• [Using the information]
A. Answer these from the pool shocking article:
(i) Below what level should phosphates in a pool be kept?
(ii) What pH range does it call acceptable?
(iii) How often does it recommend testing the pool's chemical levels?
B. Please translate this sentence from the pool shocking article into Spanish: "Copper is a metal, and when metals are exposed to chlorine, they turn green."

• [Document excerpt]

Why Is My Pool Still Green After Shocking It?

Shocking your pool is a lengthy process. Heavy shocking with granular chlorine can take anywhere between twenty-four to forty-eight hours before your pool is ready to swim in. Even if you used the best pool shock, you may be left with a pool that looks like it’s never been cleaned. It’s green and cloudy, but why?

You aren’t alone–this is a common problem for pool owners. ‘Shocking’ refers to the process of adding chlorine or non-chlorine chemicals to destroy contaminants in your pool. These contaminants include algae, combined chlorine (or chloramines) and bacteria. When those contaminants are not destroyed, your pool continues to look cloudy or green.

Shocking your pool takes anywhere between one to two days before it is ready to swim in. You might even wonder how long you should run the filter after shocking the pool–that’s another eight hours, minimum. You need to provide adequate time for the filter to clean the water and for chemicals to be circulated. This can take up to an additional twenty-four hours. It’s a disappointment when it still isn’t clean after all that time, so if you just finished shocking your pool and it’s still green, there may be a few more steps for you to take.

You Need to Use Flocculants/Clarifiers

If you’re wondering why your pool is still cloudy after shocking it, you likely did not use flocculants or clarifiers. Clarifiers coagulate small particles to make it easier to clean them through the pool’s filter system. Flocculants operate similarly, but the larger clumps sink to the bottom of the pool where they can be vacuumed out.

These can be added the next day after shocking to remove any remaining dead algae.

There Are Phosphates in the Water

If you have an abundance of phosphates in your water, then your algae has an abundance of food. You want to keep your phosphate levels below 500 PPB (parts per billion) in your pool. Get a phosphate test kit to test your levels. If the levels are too high, use the appropriate dosage of phosphate remover.

Your pH or Cyanuric Acid Level is Off

Cyanuric Acid (also known as CYA or chlorine stabilizer) protects the chlorine from UV rays from the sun. Chlorine (especially when it is unstabilized) is less effective when it is exposed to UV rays. Most pools are outdoors, so this is likely relevant to your pool.

Check your CYA level before you shock your pool. The level should be thirty to fifty ppm before you add your pool shock. If the levels are higher than fifty PPM, it can prevent the chlorine from killing the bacteria and algae in the water.

This also applies to your pH level in your pool. If your pH is too high, the chlorine is less effective. Test your pH level before shocking your pool. An acceptable range for pH is between 7.2 and 7.6.

There Are Metals in the Water

Ever see an old, copper penny? They usually have some green on them. This can happen to pools as well if there is metal in the water. Metals oxidize when they are exposed to high levels of chlorine (such as shocking the pool), which results in green water. 

Luckily, there is an easy solution. Just add a metal control product during your shocking process and it will filter out the metals.

Copper-Based Algaecides

Copper is a metal, and when metals are exposed to chlorine, they turn green. Copper-based algaecides are no exception. They can also spike up the copper levels in your pool in general, which is not dangerous, but leads to green coloring in your pool. Your pool is still clean, but it just might not be visually appealing. Switching to metal-free algaecide will solve this.

The best way to avoid a green pool after a long shocking process is to test, test, test. It is recommended you test the chemical levels in your pool at least once a week. By staying on top of the chemical balances, you will have a clean and beautiful pool after shocking it!

• [Natural-language object grounding data]
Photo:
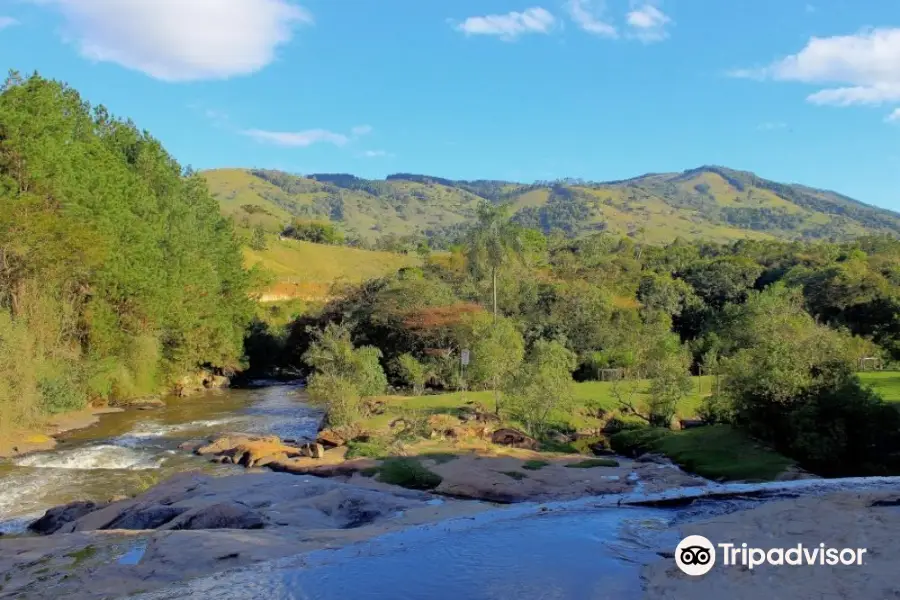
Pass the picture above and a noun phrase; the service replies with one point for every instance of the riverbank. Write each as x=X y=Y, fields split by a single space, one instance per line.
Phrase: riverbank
x=43 y=437
x=251 y=535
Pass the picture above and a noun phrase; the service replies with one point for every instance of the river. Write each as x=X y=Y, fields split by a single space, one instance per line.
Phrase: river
x=588 y=548
x=126 y=453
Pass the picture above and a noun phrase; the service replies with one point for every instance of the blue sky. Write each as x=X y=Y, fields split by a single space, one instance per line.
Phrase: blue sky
x=502 y=89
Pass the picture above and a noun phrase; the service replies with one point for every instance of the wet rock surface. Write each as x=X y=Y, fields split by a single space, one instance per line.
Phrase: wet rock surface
x=211 y=524
x=56 y=518
x=845 y=520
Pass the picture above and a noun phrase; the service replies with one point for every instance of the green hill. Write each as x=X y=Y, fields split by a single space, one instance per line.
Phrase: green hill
x=713 y=203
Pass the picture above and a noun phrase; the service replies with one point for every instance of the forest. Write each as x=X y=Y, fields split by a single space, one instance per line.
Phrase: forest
x=782 y=327
x=118 y=275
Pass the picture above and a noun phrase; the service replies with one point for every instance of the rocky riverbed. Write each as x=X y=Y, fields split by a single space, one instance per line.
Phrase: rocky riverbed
x=278 y=536
x=275 y=517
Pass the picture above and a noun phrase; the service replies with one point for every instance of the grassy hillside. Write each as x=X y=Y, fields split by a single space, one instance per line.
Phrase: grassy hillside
x=309 y=271
x=712 y=203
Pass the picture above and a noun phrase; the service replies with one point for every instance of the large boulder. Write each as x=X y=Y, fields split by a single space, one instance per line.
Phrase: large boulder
x=143 y=516
x=477 y=413
x=223 y=515
x=147 y=403
x=339 y=436
x=514 y=438
x=250 y=451
x=55 y=518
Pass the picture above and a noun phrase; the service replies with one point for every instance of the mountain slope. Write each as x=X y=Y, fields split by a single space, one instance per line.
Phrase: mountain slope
x=713 y=203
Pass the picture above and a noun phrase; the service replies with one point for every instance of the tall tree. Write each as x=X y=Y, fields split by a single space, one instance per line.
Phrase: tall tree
x=492 y=244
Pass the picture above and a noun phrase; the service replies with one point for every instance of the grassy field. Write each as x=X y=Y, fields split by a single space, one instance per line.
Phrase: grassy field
x=654 y=208
x=885 y=383
x=718 y=452
x=590 y=396
x=308 y=271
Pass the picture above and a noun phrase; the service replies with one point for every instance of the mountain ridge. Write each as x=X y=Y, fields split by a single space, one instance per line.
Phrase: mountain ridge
x=708 y=202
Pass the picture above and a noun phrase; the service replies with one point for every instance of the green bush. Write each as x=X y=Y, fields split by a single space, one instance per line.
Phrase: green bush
x=372 y=448
x=412 y=372
x=715 y=410
x=634 y=442
x=339 y=397
x=586 y=445
x=408 y=473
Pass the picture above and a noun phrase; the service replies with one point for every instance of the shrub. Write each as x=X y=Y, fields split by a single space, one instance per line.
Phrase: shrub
x=343 y=374
x=715 y=410
x=586 y=445
x=372 y=448
x=412 y=372
x=635 y=442
x=408 y=473
x=543 y=385
x=338 y=396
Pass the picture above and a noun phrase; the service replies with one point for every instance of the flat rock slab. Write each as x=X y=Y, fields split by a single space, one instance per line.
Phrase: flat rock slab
x=297 y=514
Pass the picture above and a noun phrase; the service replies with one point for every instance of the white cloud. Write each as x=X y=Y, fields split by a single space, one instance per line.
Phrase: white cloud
x=863 y=68
x=181 y=40
x=299 y=139
x=648 y=23
x=588 y=18
x=511 y=25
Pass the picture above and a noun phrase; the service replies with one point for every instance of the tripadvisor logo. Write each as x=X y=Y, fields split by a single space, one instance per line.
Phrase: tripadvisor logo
x=696 y=555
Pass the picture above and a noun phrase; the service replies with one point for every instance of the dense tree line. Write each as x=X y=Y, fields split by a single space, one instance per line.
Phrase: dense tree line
x=117 y=272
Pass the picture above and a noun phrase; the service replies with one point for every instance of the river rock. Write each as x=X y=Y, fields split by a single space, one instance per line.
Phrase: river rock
x=146 y=403
x=55 y=518
x=191 y=445
x=514 y=438
x=313 y=450
x=794 y=473
x=223 y=515
x=249 y=451
x=144 y=516
x=656 y=459
x=332 y=438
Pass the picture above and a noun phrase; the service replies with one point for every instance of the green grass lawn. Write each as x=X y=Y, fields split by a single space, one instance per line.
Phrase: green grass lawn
x=717 y=452
x=885 y=383
x=589 y=395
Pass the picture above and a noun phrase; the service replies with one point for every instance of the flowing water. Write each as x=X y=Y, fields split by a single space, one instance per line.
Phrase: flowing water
x=588 y=548
x=592 y=548
x=128 y=452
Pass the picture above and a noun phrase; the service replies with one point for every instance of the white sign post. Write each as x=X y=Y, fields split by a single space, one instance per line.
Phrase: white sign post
x=463 y=362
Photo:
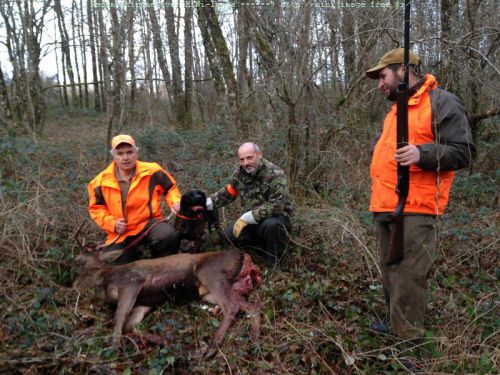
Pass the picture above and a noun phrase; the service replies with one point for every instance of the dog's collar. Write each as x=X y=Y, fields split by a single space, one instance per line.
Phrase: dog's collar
x=198 y=217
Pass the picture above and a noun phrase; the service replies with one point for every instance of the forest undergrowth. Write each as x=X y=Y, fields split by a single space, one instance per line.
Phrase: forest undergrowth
x=318 y=303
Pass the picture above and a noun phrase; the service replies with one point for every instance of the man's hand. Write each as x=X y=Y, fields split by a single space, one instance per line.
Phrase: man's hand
x=242 y=222
x=407 y=155
x=210 y=204
x=120 y=226
x=175 y=208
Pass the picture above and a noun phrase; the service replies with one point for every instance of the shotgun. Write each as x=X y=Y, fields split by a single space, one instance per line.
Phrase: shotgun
x=396 y=248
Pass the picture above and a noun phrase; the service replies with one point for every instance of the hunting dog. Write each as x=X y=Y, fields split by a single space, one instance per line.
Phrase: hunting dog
x=223 y=278
x=192 y=217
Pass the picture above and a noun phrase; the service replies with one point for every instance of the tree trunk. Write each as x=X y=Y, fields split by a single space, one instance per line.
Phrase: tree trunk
x=158 y=45
x=66 y=49
x=103 y=60
x=188 y=66
x=92 y=38
x=213 y=62
x=75 y=29
x=131 y=52
x=173 y=46
x=227 y=67
x=81 y=38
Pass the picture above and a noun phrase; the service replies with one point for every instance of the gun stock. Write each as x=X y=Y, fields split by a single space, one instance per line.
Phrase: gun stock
x=396 y=248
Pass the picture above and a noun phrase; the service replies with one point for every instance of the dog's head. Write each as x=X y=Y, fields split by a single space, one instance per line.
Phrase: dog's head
x=193 y=204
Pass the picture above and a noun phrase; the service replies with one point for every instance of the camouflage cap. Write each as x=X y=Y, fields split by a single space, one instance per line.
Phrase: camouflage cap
x=396 y=56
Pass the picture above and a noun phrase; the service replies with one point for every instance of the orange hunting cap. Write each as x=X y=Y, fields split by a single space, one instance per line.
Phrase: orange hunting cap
x=122 y=138
x=396 y=56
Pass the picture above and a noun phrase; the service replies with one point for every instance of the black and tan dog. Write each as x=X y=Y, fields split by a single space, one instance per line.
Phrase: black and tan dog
x=223 y=278
x=190 y=222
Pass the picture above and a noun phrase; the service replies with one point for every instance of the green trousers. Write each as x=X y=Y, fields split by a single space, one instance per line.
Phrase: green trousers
x=405 y=284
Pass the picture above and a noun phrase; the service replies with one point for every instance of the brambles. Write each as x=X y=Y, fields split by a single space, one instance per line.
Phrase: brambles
x=317 y=307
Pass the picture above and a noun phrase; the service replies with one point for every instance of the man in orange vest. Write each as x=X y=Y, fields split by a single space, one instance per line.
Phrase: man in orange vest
x=439 y=142
x=125 y=200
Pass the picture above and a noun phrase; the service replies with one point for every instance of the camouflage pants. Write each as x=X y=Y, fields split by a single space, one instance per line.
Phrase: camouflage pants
x=405 y=284
x=162 y=240
x=268 y=239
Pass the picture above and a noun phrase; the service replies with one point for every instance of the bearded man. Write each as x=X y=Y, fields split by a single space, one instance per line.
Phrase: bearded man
x=265 y=202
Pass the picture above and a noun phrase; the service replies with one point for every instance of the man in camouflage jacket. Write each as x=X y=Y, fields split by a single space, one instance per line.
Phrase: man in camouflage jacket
x=263 y=192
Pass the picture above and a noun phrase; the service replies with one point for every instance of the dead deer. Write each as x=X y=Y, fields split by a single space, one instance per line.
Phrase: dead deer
x=223 y=278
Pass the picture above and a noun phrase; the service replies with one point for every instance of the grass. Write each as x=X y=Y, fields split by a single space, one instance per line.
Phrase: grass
x=317 y=305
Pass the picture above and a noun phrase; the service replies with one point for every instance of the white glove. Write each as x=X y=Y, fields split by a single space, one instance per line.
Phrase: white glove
x=242 y=222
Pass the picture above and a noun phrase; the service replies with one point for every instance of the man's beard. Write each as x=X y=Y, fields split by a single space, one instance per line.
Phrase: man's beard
x=393 y=95
x=251 y=169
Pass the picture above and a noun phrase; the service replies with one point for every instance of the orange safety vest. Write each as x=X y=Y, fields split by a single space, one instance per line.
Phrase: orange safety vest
x=143 y=203
x=429 y=190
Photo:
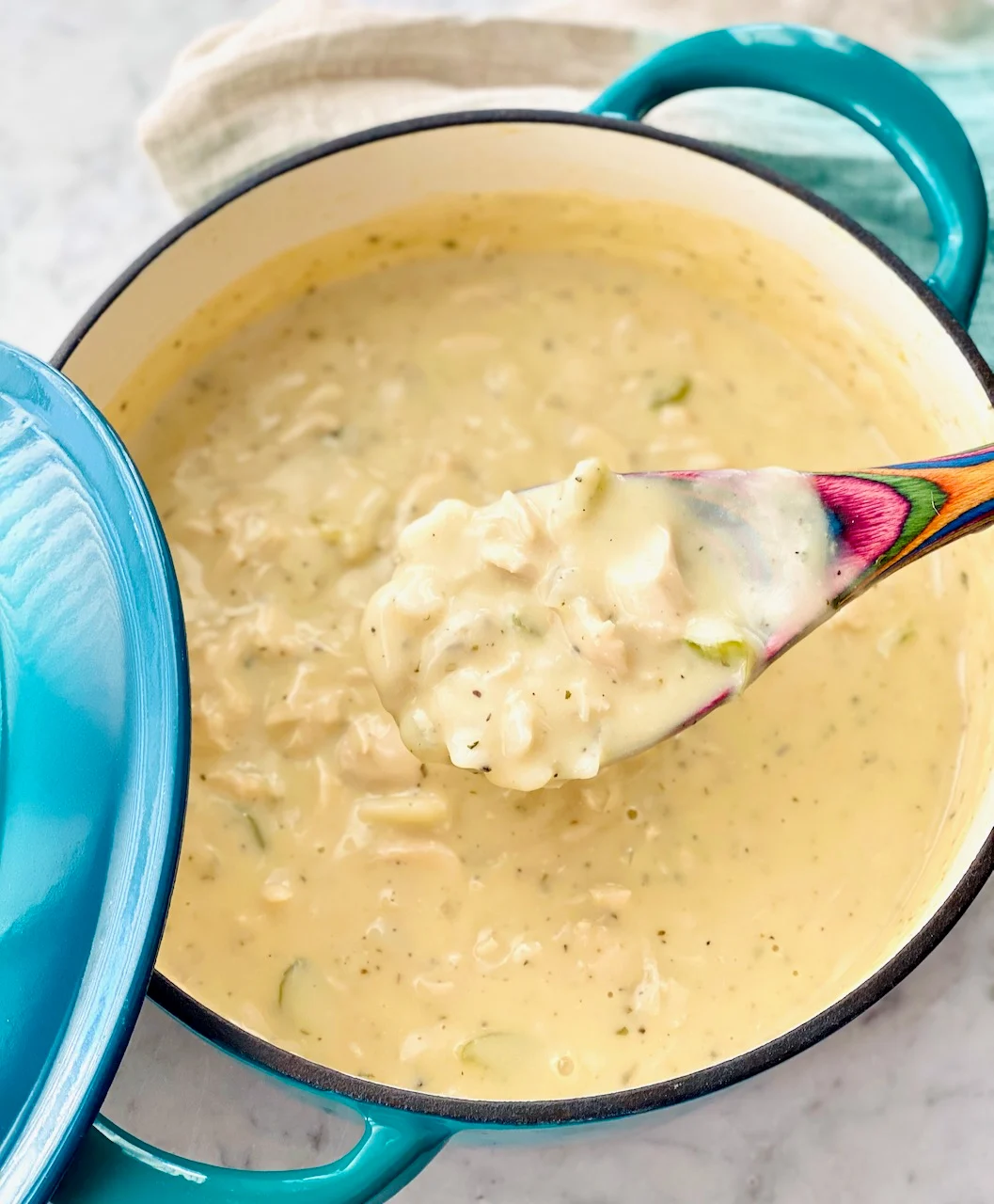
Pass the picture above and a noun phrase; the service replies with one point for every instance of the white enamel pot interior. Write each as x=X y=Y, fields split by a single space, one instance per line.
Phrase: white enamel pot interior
x=370 y=175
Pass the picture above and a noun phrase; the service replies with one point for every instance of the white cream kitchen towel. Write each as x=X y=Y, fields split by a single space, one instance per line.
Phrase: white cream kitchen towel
x=308 y=70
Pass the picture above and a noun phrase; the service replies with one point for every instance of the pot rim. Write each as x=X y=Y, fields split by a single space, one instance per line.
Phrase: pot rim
x=631 y=1101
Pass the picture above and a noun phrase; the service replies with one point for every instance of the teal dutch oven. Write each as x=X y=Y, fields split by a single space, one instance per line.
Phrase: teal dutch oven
x=95 y=707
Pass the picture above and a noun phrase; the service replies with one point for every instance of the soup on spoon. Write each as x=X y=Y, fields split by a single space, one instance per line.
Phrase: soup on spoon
x=566 y=627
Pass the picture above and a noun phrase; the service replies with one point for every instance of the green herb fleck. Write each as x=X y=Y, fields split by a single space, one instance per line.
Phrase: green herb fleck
x=672 y=394
x=257 y=831
x=291 y=970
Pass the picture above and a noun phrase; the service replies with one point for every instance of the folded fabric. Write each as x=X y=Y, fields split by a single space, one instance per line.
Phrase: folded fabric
x=308 y=70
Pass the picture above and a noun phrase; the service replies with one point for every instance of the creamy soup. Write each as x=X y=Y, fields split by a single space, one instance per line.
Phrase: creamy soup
x=545 y=635
x=414 y=923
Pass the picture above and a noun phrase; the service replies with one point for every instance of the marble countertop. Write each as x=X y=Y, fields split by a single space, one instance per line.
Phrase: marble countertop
x=898 y=1105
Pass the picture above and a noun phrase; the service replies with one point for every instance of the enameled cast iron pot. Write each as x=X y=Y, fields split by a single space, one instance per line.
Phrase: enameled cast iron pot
x=602 y=150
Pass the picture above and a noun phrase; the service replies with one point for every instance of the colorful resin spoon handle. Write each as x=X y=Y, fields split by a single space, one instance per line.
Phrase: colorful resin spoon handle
x=885 y=518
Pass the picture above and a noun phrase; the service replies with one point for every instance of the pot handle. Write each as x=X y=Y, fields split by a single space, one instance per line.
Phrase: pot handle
x=887 y=100
x=112 y=1166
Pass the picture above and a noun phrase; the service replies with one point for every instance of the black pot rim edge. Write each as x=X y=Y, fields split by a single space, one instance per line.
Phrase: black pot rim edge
x=632 y=1101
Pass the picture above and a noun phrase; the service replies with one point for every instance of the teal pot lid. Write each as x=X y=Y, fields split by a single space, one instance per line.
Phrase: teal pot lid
x=94 y=760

• [Exercise solutions]
A.
(i) Below 500 PPB (parts per billion).
(ii) Between 7.2 and 7.6.
(iii) At least once a week.

B. El cobre es un metal, y cuando los metales se exponen al cloro, se vuelven verdes.